What you need to do: In the study description about health care professionals caring for patients with HD in Norway, what was the participants' average age?

Passage:
----

We included 22 primary health care professionals who had experience with caring for patients with HD in Norway. Each of the four focus groups consisted of four to seven health professionals and lasted for 90 to 120 min. The interviews were conducted in-person during 2017 at nursing homes the health care professionals were employed or a meeting room for the municipality primary care division. The four focus groups consisted of a mix of nurses, auxiliary nurses, and social educators (learning disability nurses). After four focus group interviews, our impression was that we had a rich data material and that new themes did not emerge in the last interview.

Fourteen of the health professionals worked in specialized nursing homes for HD, while six worked in regular nursing homes, and two worked in home-based services (Table 2). Four participants were male and eighteen were female. Participants ages ranged from 24 to 62 years, with an average age of 42.7 years. On average, participants had 15.6 years of work experience within health care (range 1.5–38 years) and 6 years (range 1.5–19 years) of experience with providing care to patients with HD.

----

Data block:
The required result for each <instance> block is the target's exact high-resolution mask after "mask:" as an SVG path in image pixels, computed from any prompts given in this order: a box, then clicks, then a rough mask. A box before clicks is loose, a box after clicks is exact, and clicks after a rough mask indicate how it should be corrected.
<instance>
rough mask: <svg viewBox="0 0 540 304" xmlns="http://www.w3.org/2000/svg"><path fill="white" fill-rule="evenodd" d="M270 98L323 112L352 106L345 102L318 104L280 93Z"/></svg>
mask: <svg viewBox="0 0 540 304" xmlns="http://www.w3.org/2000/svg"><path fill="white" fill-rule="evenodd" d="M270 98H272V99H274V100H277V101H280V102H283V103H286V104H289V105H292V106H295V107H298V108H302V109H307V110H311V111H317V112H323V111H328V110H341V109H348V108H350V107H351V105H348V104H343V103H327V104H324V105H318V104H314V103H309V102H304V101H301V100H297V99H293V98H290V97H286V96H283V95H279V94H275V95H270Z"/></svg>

----

Your response: 42.7 years